# Convert Slow Cooker Time to Regular Oven



## Caatt (Feb 4, 2006)

Hi there,

I have a recipe that I found for cabbage rolls that I like but it is to be made in a slow cooker on low for 8 to 9 hours, does anyone know what the temperature and time conversion might be for a regular oven?  I have a slow cooker but it's old and tends to take alot longer than indicated in a recipe and have more time to cook in the evenings than I do in the daytime.  Thanks very much for your help.

Cathy


----------



## auntdot (Feb 5, 2006)

Hi Caatt, welcome to DC.

Without the recipe, there is no way to answer your question.

What I would do is Google 'cabbage roll recipes', and you will find many.

Most of which do not require cooking in the slow cooker.

Would just figure out which one is closest to your cabbage rolls and go with it.

Sorry, but there is no easy conversion from slow cooker to stove top, oven cooking.

Hope this helps.

God bless.


----------



## Gretchen (Feb 5, 2006)

I think many slow cooker recipes are just made for the convenience of the long cooking time--unless it is a stew or braise, the long cooking time is not necessary. Cabbage rolls take about an hour in a 350* oven.


----------



## Caatt (Feb 5, 2006)

Thanks to both of you, I did try googling for a non-slowcooker recipe but didn't find any that I liked as much as this.  I think that an hour should do it, I found a page that converted regular recipe times to slow cooker times and just reversed it and that came up with 1 to 1 and a half hours.  I just have one concern though that page said that often you need less liquid in a slow cooker than in a regular oven recipe so I'm wondering if this recipe will need more - here it is:

INGREDIENTS:

    * 12 leaves cabbage
    * 1 cup cooked white rice
    * 1 egg, beaten
    * 1/4 cup milk
    * 1/4 cup minced onion
    * 1 pound extra-lean ground beef
    * 1 1/4 teaspoons salt
    * 1 1/4 teaspoons ground black pepper
    * 1 (8 ounce) can tomato sauce
    * 1 tablespoon brown sugar
    * 1 tablespoon lemon juice
    * 1 teaspoon Worcestershire sauce

DIRECTIONS:

   1. Bring a large pot of water to a boil. Boil cabbage leaves 2 minutes; drain.

______

▸ **WHAT TO PRODUCE**:
Continue the thread on converting slow cooker time for the regular oven, starting right after its last line.

(Excerpt from a dataset)
______

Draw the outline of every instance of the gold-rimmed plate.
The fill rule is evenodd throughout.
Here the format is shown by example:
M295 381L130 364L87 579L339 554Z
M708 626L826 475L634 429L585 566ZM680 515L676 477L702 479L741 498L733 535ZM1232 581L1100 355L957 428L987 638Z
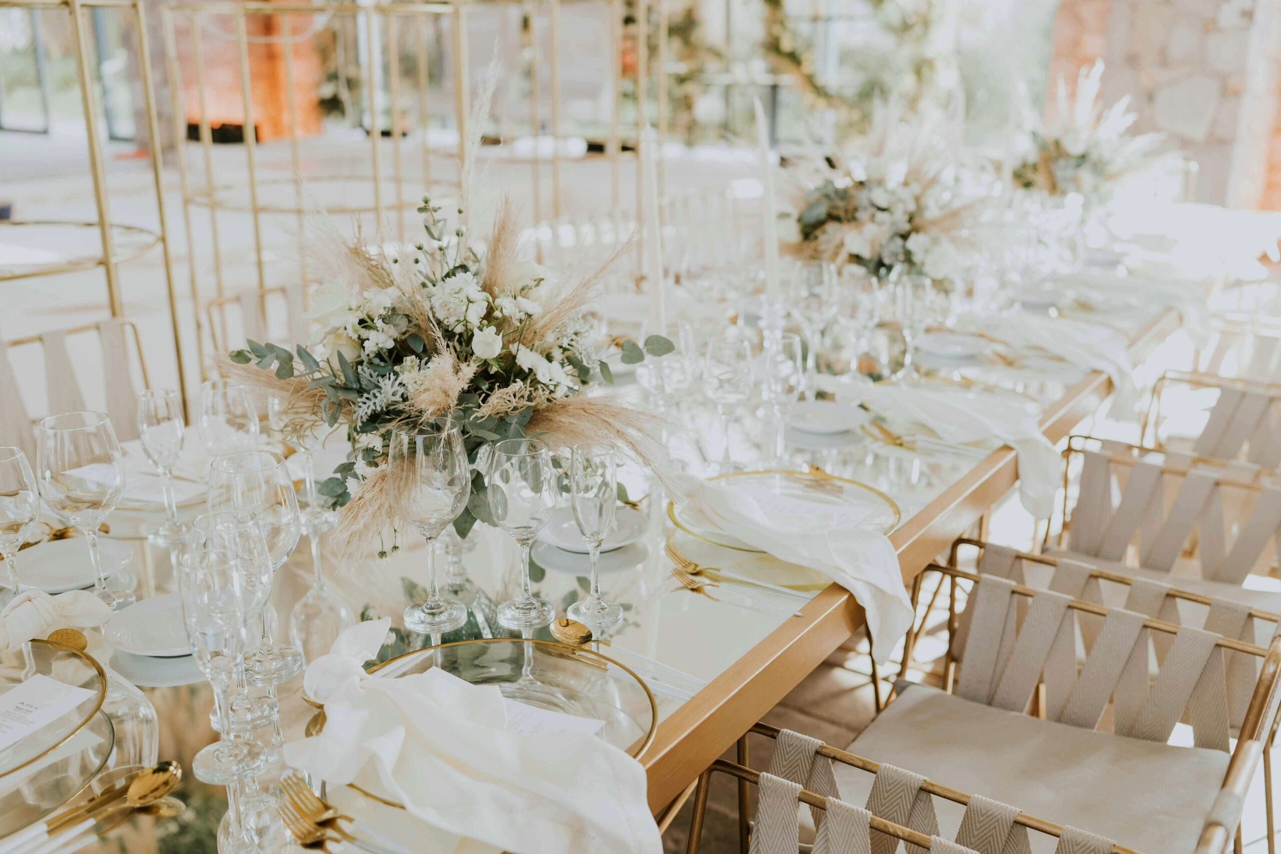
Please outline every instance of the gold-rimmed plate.
M836 478L825 471L734 471L728 475L717 475L708 480L730 480L743 485L770 489L789 498L812 501L819 504L845 504L857 507L870 507L872 513L867 517L869 525L876 528L883 534L889 534L898 528L902 512L894 499L880 489L869 487L857 480ZM675 502L667 502L667 519L680 531L689 534L694 539L721 548L730 548L737 552L751 554L763 554L763 549L748 545L739 538L722 531L715 522L707 519L693 502L678 507Z

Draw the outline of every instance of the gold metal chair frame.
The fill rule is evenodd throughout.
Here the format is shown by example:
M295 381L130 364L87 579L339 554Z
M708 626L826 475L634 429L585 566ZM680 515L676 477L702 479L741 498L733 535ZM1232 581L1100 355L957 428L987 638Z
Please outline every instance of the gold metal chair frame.
M106 278L106 302L110 315L113 318L120 318L124 315L124 300L120 293L120 279L119 270L117 265L124 261L131 261L143 252L150 250L155 245L160 245L161 254L164 256L164 273L165 273L165 287L169 300L169 325L173 335L173 348L174 359L177 361L178 369L178 393L182 396L183 406L187 406L187 378L183 371L183 356L182 356L182 334L178 326L178 305L177 305L177 292L174 289L173 282L173 259L169 248L169 233L165 225L165 200L164 200L164 164L160 156L160 119L156 113L155 102L155 83L151 73L151 54L149 52L149 38L147 38L147 26L146 26L146 12L143 9L142 0L0 0L0 9L33 9L33 10L47 10L47 9L65 9L68 18L70 20L72 38L74 40L76 50L76 72L77 82L81 90L81 108L85 117L85 131L86 131L86 143L88 146L88 161L90 161L90 177L94 184L94 204L97 210L97 219L92 223L83 222L67 222L67 223L54 223L45 220L45 224L68 224L68 225L88 225L95 227L99 230L99 239L101 242L101 255L94 259L81 259L63 265L50 265L47 268L41 268L31 273L23 273L19 275L3 275L0 282L14 280L19 278L32 278L37 275L54 275L58 273L73 273L86 269L92 269L96 266L102 268L102 273ZM142 88L142 102L143 111L146 114L147 122L147 136L152 141L150 160L151 160L151 178L155 188L156 198L156 214L159 219L159 229L151 232L150 229L142 229L133 225L120 225L111 222L110 202L108 198L108 183L106 183L106 168L105 159L102 154L101 134L99 131L99 111L101 97L99 87L94 83L94 73L91 68L90 55L90 37L86 31L83 13L86 9L118 9L126 13L131 13L135 23L135 32L138 38L138 54L136 58L138 65L138 77ZM38 37L38 36L37 36ZM20 223L13 223L12 225L18 225ZM135 248L124 254L117 254L115 239L113 232L120 229L131 232L141 232L145 234L151 234L154 239L141 248ZM137 329L135 328L135 334ZM140 348L141 353L141 348Z
M986 545L981 540L972 540L968 538L961 538L956 540L952 545L952 562L956 562L956 553L962 545ZM1032 560L1039 563L1045 563L1054 566L1058 563L1054 558L1048 558L1040 554L1025 554L1018 553L1018 557L1026 560ZM977 583L980 576L976 572L967 572L956 566L944 566L942 563L931 562L920 575L916 576L912 584L912 604L913 607L920 599L921 593L921 577L929 571L939 572L948 581L948 618L947 618L947 631L948 631L948 645L944 653L944 672L943 672L943 690L952 693L953 685L956 682L956 666L957 656L954 649L956 632L958 627L959 615L956 607L956 588L957 581L966 580ZM1121 576L1113 572L1107 572L1104 570L1095 570L1091 577L1104 579L1108 581L1117 581L1120 584L1129 584L1131 579ZM935 589L935 597L938 597L939 590L942 590L943 584L940 581L939 586ZM1013 593L1021 597L1032 597L1036 590L1021 584L1016 584ZM1170 595L1189 602L1198 602L1202 604L1209 604L1209 599L1196 593L1190 593L1185 590L1171 590ZM934 599L930 600L930 608L926 609L925 617L921 621L921 626L913 626L908 629L907 639L904 641L903 662L899 667L899 679L903 679L907 673L908 665L911 662L912 648L915 641L924 634L926 629L926 622L929 621L929 613L933 609ZM1082 611L1085 613L1093 613L1097 616L1107 616L1108 607L1102 604L1095 604L1093 602L1085 602L1082 599L1072 599L1068 608ZM1255 618L1263 618L1268 621L1281 621L1281 615L1272 613L1269 611L1262 611L1257 608L1250 609L1250 616ZM1163 620L1148 618L1144 621L1144 626L1153 631L1159 631L1163 634L1173 635L1177 634L1180 626L1166 622ZM1257 644L1245 643L1243 640L1236 640L1232 638L1218 638L1216 647L1225 650L1246 653L1263 659L1263 667L1261 668L1259 679L1255 682L1254 691L1250 695L1250 703L1246 707L1245 718L1241 723L1236 748L1232 750L1228 759L1227 772L1223 776L1223 784L1221 789L1221 798L1223 793L1228 793L1232 796L1243 798L1245 791L1249 789L1250 781L1253 780L1254 772L1258 768L1259 762L1263 764L1263 785L1266 793L1264 803L1264 817L1267 822L1268 832L1268 853L1276 854L1276 819L1272 807L1272 744L1276 736L1277 725L1281 722L1278 717L1278 711L1281 711L1281 635L1275 636L1267 649L1258 647ZM892 697L893 699L893 697ZM1038 716L1044 716L1044 707L1040 703L1035 703ZM877 708L877 713L880 709ZM824 753L826 755L826 753ZM1234 841L1235 840L1235 841ZM1195 854L1223 854L1227 850L1228 841L1235 845L1236 854L1241 853L1241 836L1240 826L1227 827L1222 823L1209 822L1202 832L1200 842L1198 844Z

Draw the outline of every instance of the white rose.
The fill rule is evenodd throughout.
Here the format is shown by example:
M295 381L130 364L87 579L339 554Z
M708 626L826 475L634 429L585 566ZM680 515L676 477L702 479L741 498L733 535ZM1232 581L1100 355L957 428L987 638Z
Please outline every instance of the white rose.
M479 359L496 359L502 352L502 335L493 326L471 335L471 352Z

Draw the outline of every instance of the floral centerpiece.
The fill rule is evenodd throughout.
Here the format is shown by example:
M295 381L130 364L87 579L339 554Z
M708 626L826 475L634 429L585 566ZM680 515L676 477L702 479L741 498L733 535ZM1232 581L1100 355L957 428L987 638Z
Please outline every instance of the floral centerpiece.
M313 296L318 329L311 341L292 350L251 341L219 366L245 385L287 399L286 440L333 430L346 435L346 461L318 484L339 508L343 551L378 538L386 551L395 519L384 489L389 434L441 416L457 419L474 466L492 443L546 434L553 448L614 442L664 476L664 421L588 393L612 382L608 365L594 356L584 311L603 269L565 282L518 260L519 229L506 204L484 251L469 246L462 209L457 224L442 218L429 197L419 211L425 239L412 247L374 248L359 238L345 241L329 227L311 241L311 250L324 254L318 269L328 271L328 283ZM625 342L623 361L671 350L658 335L644 347ZM477 520L491 521L479 470L455 530L466 536Z
M1013 169L1016 187L1050 196L1075 192L1086 202L1106 202L1118 178L1150 163L1163 134L1129 133L1139 118L1129 111L1130 97L1104 110L1102 79L1102 60L1080 70L1072 97L1067 82L1058 78L1058 117L1031 131L1031 152Z
M959 232L983 197L967 192L931 120L881 115L861 150L817 159L808 173L797 216L802 255L876 277L959 273Z

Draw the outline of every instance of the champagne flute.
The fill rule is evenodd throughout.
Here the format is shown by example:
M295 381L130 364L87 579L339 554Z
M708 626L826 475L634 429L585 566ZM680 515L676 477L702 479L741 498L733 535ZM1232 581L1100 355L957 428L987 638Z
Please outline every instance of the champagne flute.
M592 557L592 586L587 599L566 609L570 620L608 629L623 620L623 606L601 597L601 543L614 526L619 502L619 471L614 446L607 442L575 444L569 463L569 495L578 531Z
M173 545L182 542L187 526L178 521L178 502L173 494L173 467L182 456L186 417L182 412L182 398L169 389L146 391L138 394L138 442L147 460L160 472L160 488L164 493L163 525L151 531L149 539L159 545Z
M703 356L703 391L716 406L721 435L721 456L716 463L724 474L733 469L729 457L730 417L752 394L752 347L737 333L725 333L707 342Z
M200 442L211 457L247 451L257 442L257 410L249 392L224 379L200 385Z
M293 479L284 458L270 451L241 451L215 457L209 471L206 510L247 510L266 540L272 570L279 570L298 544L301 520ZM249 654L247 671L257 685L277 685L302 672L302 653L272 640L270 603L264 598L261 644Z
M18 595L18 549L40 516L40 487L27 455L0 447L0 552L4 553L9 598Z
M437 638L468 621L468 609L441 597L436 540L471 494L471 470L457 424L448 419L419 430L393 430L387 451L387 498L392 510L427 540L428 599L405 608L405 627Z
M520 547L520 595L498 606L498 625L518 631L550 625L556 608L529 585L529 549L556 510L552 455L538 439L503 439L492 448L485 484L489 515Z
M783 461L787 452L784 435L788 410L804 393L804 357L801 337L785 332L769 335L761 352L761 394L774 411L774 461Z
M110 590L97 553L97 529L124 493L124 455L102 412L51 415L36 430L36 475L49 507L85 535L94 562L94 594L111 611L133 604L128 590Z

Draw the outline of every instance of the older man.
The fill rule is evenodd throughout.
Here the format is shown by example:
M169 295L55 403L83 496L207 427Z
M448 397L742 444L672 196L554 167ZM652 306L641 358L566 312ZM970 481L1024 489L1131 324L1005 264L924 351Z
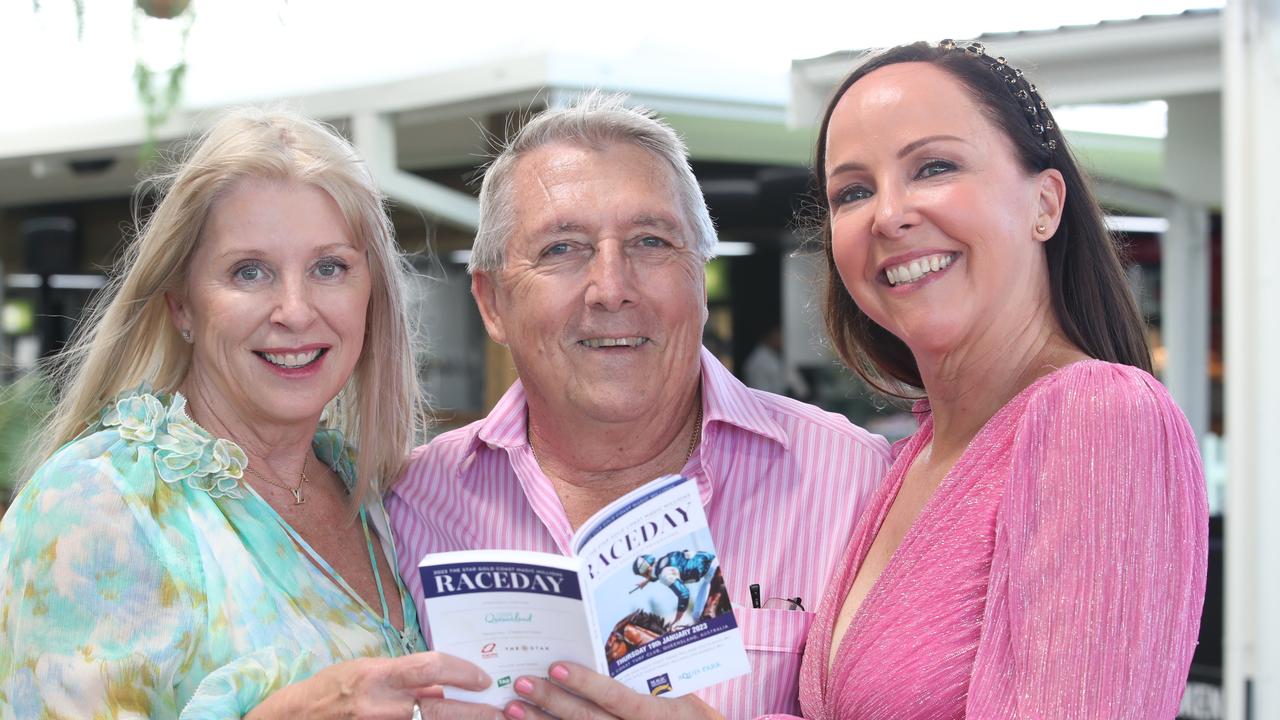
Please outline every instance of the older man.
M603 505L682 473L754 669L700 694L728 717L797 712L812 615L753 609L748 587L813 610L887 445L746 388L701 348L716 231L684 143L646 111L591 95L538 115L489 168L480 214L471 290L518 380L488 418L420 448L390 492L412 592L426 552L567 553Z

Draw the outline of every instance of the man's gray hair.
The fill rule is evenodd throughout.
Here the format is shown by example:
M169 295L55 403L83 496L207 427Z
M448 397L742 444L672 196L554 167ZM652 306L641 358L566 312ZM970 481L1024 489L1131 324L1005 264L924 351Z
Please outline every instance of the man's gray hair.
M652 152L671 168L675 187L694 232L694 247L705 263L716 255L716 224L707 200L689 167L689 149L666 122L645 108L628 108L626 96L589 92L568 108L545 110L534 117L498 152L480 184L480 225L467 272L493 272L506 261L507 241L516 229L516 164L544 145L564 142L604 149L628 142Z

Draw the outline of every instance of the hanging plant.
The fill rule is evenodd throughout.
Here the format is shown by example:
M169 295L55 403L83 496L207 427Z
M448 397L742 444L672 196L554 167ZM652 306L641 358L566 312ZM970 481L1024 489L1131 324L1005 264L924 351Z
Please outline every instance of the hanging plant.
M137 59L133 63L133 83L146 122L146 141L142 145L142 164L155 158L160 126L165 123L182 100L182 86L187 77L187 38L195 24L196 12L191 0L134 0L133 44ZM172 24L170 24L172 23ZM143 49L150 32L177 33L175 53L169 61L147 59Z

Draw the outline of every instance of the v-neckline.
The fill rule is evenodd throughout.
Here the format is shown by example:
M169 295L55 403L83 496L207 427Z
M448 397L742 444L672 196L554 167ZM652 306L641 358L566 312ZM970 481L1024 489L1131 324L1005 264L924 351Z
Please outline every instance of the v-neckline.
M959 477L959 470L966 469L969 465L975 462L975 459L970 454L973 447L978 443L979 439L986 438L986 436L993 432L993 428L996 427L996 421L998 419L1004 418L1009 413L1014 411L1015 407L1020 406L1025 400L1025 397L1028 397L1034 388L1039 387L1042 383L1046 383L1050 378L1057 375L1059 373L1066 370L1068 368L1073 368L1080 363L1088 363L1088 361L1089 360L1076 360L1074 363L1062 365L1061 368L1057 368L1050 373L1046 373L1039 378L1036 378L1036 380L1033 380L1030 384L1020 389L1016 395L1014 395L1014 397L1009 398L1009 401L1005 402L1005 405L1002 405L1000 410L996 410L996 413L991 418L988 418L986 423L983 423L982 428L969 439L968 445L965 445L964 452L960 454L960 457L956 459L951 469L947 470L947 473L942 477L942 480L938 482L938 487L933 488L933 493L924 502L924 505L920 506L920 511L911 521L911 525L908 528L906 533L902 534L902 539L899 541L897 547L893 548L893 552L892 555L890 555L890 559L884 564L884 568L881 569L879 575L876 577L876 580L872 583L872 587L868 588L867 594L863 596L861 602L858 605L858 610L854 611L852 618L850 618L849 620L849 626L845 628L845 634L841 635L838 641L836 641L835 638L836 620L840 616L840 610L844 609L844 602L849 598L849 589L852 588L852 580L856 579L858 570L861 569L863 562L865 562L867 556L870 553L870 548L876 543L876 538L879 536L884 520L886 518L888 518L888 512L893 507L893 502L897 500L899 492L901 492L902 489L902 482L906 479L908 471L911 469L911 465L915 462L916 457L919 457L920 450L924 447L924 445L932 441L933 438L932 413L929 413L929 416L925 418L924 423L920 424L920 428L911 436L911 438L908 441L906 447L904 447L902 455L900 456L905 462L905 465L900 469L900 471L887 478L888 480L891 480L892 484L884 486L883 488L881 488L879 495L877 495L877 500L879 502L877 505L877 512L873 520L874 527L870 528L872 534L865 538L865 542L859 542L859 546L855 548L858 552L856 557L850 559L850 561L845 565L845 569L840 577L840 585L838 585L840 588L844 588L845 592L838 596L840 605L837 606L836 612L832 615L829 628L823 628L823 630L826 630L827 633L826 642L823 643L822 648L823 653L820 655L820 661L823 664L822 698L824 706L829 706L829 703L832 702L832 698L828 693L831 675L836 670L836 665L844 656L844 652L847 650L846 646L856 637L858 630L860 630L861 626L867 624L867 620L864 620L864 618L867 616L867 609L874 606L874 603L881 600L881 596L888 592L884 589L888 579L897 575L900 566L904 562L906 562L906 560L904 560L905 557L902 552L904 548L915 544L916 538L920 536L920 533L924 532L922 520L933 515L937 511L937 505L942 502L942 498L950 495L950 491L954 489L956 478ZM897 466L897 462L895 462L893 465ZM858 541L863 541L863 532L864 532L863 523L868 521L868 518L869 516L864 514L863 519L859 521L858 530L855 530L854 533L854 538L856 538ZM832 655L833 648L836 651L835 655Z
M351 587L351 584L346 580L346 578L343 578L333 568L333 565L330 565L329 561L324 559L323 555L320 555L319 552L316 552L316 550L314 547L311 547L311 543L308 543L293 528L293 525L291 525L288 523L288 520L285 520L284 516L280 515L275 510L275 507L273 507L271 503L266 501L266 498L264 498L261 495L259 495L259 492L256 489L253 489L252 486L250 486L248 483L246 483L244 488L248 489L248 492L252 493L253 497L256 497L259 500L259 502L261 502L266 507L268 512L270 512L271 518L276 521L276 524L280 527L280 529L284 530L284 534L288 536L288 538L294 543L294 546L302 550L303 555L310 561L312 570L319 570L320 577L324 578L325 582L328 582L330 585L335 587L339 592L342 592L343 594L348 596L351 600L355 600L356 603L366 614L369 614L369 616L375 623L378 623L379 625L383 625L385 628L389 628L393 633L396 633L397 635L399 635L401 637L401 643L399 644L402 646L401 650L404 650L404 647L403 647L404 646L404 635L408 632L408 618L410 618L408 612L407 612L407 610L404 607L406 589L404 589L403 584L399 582L399 577L396 574L396 569L394 569L394 564L396 562L394 562L394 560L390 559L390 557L387 557L387 551L385 551L385 546L383 544L381 536L379 536L378 533L369 532L369 523L370 521L367 519L367 514L369 514L367 507L362 507L361 511L360 511L360 515L361 515L361 527L364 528L366 550L369 550L369 552L371 553L372 552L374 538L378 538L378 544L379 544L379 547L383 548L383 556L387 557L388 565L392 569L392 575L393 575L392 579L393 579L394 585L396 585L397 601L399 602L401 614L402 614L402 619L401 619L402 620L402 623L401 623L402 626L401 628L397 628L396 624L392 623L392 618L390 618L390 611L389 610L387 610L381 615L379 615L379 612L376 612L374 610L374 607L371 605L369 605L369 602L358 592L356 592L355 588ZM370 562L372 565L375 583L379 584L379 585L383 585L384 583L381 583L381 571L378 569L378 562L374 560L372 556L370 556ZM381 589L381 588L379 588L379 589ZM383 598L383 602L385 603L385 593L380 592L380 597ZM383 639L385 641L387 638L384 637Z

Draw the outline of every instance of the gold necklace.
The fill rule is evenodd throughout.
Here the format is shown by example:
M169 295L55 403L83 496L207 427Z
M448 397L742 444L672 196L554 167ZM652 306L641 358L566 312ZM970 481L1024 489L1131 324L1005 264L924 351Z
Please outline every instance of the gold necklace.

______

▸ **RESULT BELOW**:
   2. In large bowl, combine 1 cup cooked rice, egg, milk, onion, ground beef, salt, and pepper. Place about 1/4 cup of meat mixture in center of each cabbage leaf, and roll up, tucking in ends. Place rolls in slow cooker.
   3. In a small bowl, mix together tomato sauce, brown sugar, lemon juice, and Worcestershire sauce. Pour over cabbage rolls.
   4. Cover, and cook on Low 8 to 9 hours.

Just to give credit where credit is due this recipe is courtesy of BJ on the allrecipes.com site.   If there are any alterations anyone thinks should be made please let me know, thanks again.

Cathy


----------



## Gretchen (Feb 5, 2006)

This looks like a very standard cabbage roll recipe.The liquid should be fine.


----------



## Gretchen (Feb 5, 2006)

Here is an absolutely delicious recipe that gives all the goodness of cabbage rolls without the effort of actually stuffing them.

CABBAGE ROLL CASSEROLE
1-1 1/2 lb. ground beef or lamb
2 medium onions, chopped
1 clove garlic, minced
1/4 tsp. pepper
1 14 oz can tomato sauce
1 can water
1/2 C uncooked rice
4 C cabbage, shredded
sour cream
Brown meeat, onions, and garlic. Drain.  Add tomato sauce, water and salt and pepper and bring to a boil.  Stir in rice and cover and simmer for 20 minutes.  Place 2/3 of the cabbage in a greased baking dish and cover with half the rice mixture.  Repeat layers.  Cover and bake in 350  oven for 1 hour.  Serve with sour cream.  Serves 4-6.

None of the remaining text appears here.